> **JOB**:
Take the listing and print it in full, exactly as given.

>> begin RECORDS PROVIDED

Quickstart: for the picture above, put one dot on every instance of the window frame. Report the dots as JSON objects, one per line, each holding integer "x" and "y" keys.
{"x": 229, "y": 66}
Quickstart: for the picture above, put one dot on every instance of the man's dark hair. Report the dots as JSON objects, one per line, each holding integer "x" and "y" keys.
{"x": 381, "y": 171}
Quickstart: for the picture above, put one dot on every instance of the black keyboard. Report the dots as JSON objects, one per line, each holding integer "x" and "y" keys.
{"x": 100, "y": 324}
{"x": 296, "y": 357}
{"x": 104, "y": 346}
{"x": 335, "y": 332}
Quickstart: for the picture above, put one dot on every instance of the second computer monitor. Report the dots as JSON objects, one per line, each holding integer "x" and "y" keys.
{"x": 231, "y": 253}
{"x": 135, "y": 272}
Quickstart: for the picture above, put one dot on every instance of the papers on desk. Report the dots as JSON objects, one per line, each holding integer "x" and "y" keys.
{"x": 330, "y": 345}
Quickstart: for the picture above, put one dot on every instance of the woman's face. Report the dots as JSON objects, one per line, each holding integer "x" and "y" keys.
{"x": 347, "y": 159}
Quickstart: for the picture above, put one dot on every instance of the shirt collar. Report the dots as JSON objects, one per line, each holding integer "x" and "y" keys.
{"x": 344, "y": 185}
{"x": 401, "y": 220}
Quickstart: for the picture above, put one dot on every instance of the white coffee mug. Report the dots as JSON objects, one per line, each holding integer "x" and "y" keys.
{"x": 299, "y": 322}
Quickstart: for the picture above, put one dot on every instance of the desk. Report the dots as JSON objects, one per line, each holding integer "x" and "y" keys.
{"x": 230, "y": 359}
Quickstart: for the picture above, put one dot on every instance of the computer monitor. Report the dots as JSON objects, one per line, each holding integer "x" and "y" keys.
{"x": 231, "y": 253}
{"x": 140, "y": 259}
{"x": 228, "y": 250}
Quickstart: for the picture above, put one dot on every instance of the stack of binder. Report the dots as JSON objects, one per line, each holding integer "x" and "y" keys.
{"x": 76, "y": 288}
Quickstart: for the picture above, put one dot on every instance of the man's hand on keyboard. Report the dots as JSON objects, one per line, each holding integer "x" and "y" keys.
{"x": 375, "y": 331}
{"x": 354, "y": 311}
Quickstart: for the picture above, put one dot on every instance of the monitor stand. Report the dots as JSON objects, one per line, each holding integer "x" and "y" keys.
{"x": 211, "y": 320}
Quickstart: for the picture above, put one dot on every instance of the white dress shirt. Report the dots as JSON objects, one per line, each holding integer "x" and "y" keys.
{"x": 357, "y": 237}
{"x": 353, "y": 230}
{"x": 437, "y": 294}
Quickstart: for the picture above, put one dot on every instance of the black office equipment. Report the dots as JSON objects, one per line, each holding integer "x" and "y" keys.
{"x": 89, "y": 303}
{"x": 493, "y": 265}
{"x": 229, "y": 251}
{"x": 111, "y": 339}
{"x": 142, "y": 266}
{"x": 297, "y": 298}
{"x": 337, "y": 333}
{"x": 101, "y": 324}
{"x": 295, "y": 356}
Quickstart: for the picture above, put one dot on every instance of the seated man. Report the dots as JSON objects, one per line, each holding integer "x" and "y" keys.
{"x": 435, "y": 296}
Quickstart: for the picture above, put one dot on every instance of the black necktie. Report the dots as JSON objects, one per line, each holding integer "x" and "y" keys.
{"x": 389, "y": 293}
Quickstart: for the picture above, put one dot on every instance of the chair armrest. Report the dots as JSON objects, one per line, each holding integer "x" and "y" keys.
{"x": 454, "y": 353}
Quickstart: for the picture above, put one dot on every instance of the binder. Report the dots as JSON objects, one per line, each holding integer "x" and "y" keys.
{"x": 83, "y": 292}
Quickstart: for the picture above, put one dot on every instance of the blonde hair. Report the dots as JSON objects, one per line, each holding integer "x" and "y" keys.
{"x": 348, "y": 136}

>> end RECORDS PROVIDED

> **WRITTEN RESPONSE**:
Quickstart: for the picture above, put one dot on every instance of the window frame. Report the dots as JSON objects, one per line, each holding integer "x" and "y" keys.
{"x": 229, "y": 66}
Quickstart: for the picture above, put one dot on every instance of the man's dark hair. Report the dots as JSON objects, one per line, each holding integer "x" and "y" keys.
{"x": 381, "y": 171}
Quickstart: for the picture above, put one dot on every instance of the black keyboard. Report the dots as JSON objects, one per line, each holding integer "x" and "y" keys.
{"x": 100, "y": 324}
{"x": 296, "y": 357}
{"x": 104, "y": 346}
{"x": 335, "y": 332}
Quickstart: for the picture above, put one dot on every instance of the second computer monitor. Report the dots as JSON objects, one per line, each holding integer "x" and "y" keys.
{"x": 231, "y": 253}
{"x": 135, "y": 272}
Quickstart: for the picture above, put one dot on every instance of the papers on desk. Report the dots as JSON objects, one per line, each holding integer "x" and "y" keys.
{"x": 330, "y": 345}
Quickstart: for the picture above, put one dot on every instance of the woman's face. Report the dots as JSON objects, one per line, each holding integer "x" and "y" keys.
{"x": 347, "y": 159}
Quickstart: for the picture above, put one dot on every instance of the shirt collar. Report the dots as JSON objects, one per line, each holding integer "x" and "y" keys.
{"x": 344, "y": 185}
{"x": 401, "y": 220}
Quickstart: for the picture above, put one dot on every instance of the white coffee mug. Report the dots as JSON objects, one per line, each holding integer "x" and "y" keys.
{"x": 299, "y": 322}
Quickstart: for the picture above, put one dot on every instance of the desk. Report the dots as JSON objects, one per line, each holding integer "x" and "y" keys.
{"x": 230, "y": 359}
Quickstart: for the picture above, put one dot on every instance of the computer monitor. Report the dots as JSON objects, one per line, each holding integer "x" and "y" keys.
{"x": 231, "y": 253}
{"x": 140, "y": 259}
{"x": 228, "y": 250}
Quickstart: for the picture above, put one dot on every instance of the stack of binder. Report the dots as JSON objects, one per line, each holding integer "x" and "y" keys.
{"x": 76, "y": 288}
Quickstart: for the picture above, put one dot on every instance of the man's hand on keyboard. Report the dots as JSON objects, one per line, each holding integer "x" and "y" keys.
{"x": 375, "y": 331}
{"x": 354, "y": 311}
Quickstart: for the picture above, put one dot on every instance of the monitor stand. Report the dots as JSON objects, one per line, each holding integer "x" and "y" keys.
{"x": 211, "y": 320}
Quickstart: for the picture above, put one dot on every instance of the white dress shirt. Report the dots as JSON objects, one per line, each holding integer "x" and "y" keys.
{"x": 357, "y": 237}
{"x": 353, "y": 230}
{"x": 437, "y": 294}
Quickstart: for the picture above, put one dot on every instance of the black office equipment. Report the dots as JSON objects, one per line, each holding integer "x" and "y" keys.
{"x": 89, "y": 303}
{"x": 493, "y": 265}
{"x": 229, "y": 251}
{"x": 111, "y": 339}
{"x": 142, "y": 266}
{"x": 297, "y": 298}
{"x": 337, "y": 333}
{"x": 101, "y": 324}
{"x": 295, "y": 356}
Quickstart: for the picture above, put one dot on every instance of the seated man. Report the dots as JSON objects, one per line, each holding integer "x" and "y" keys.
{"x": 435, "y": 296}
Quickstart: for the picture above, put one dot on every instance of the black necktie. Report the dots as JSON objects, one per line, each holding integer "x" and "y" keys.
{"x": 389, "y": 293}
Quickstart: for the picture above, put one dot on every instance of the chair armrest. Report the dots as JSON objects, one per line, each holding integer "x" and "y" keys.
{"x": 454, "y": 353}
Quickstart: for the picture above, put one dot on every instance of the binder. Report the dots as JSON objects, one per line, each holding integer "x" and "y" keys.
{"x": 83, "y": 292}
Quickstart: for the picture above, put one dot on every instance of the blonde hair. Report the dots as JSON objects, one per line, each holding integer "x" and "y" keys.
{"x": 348, "y": 136}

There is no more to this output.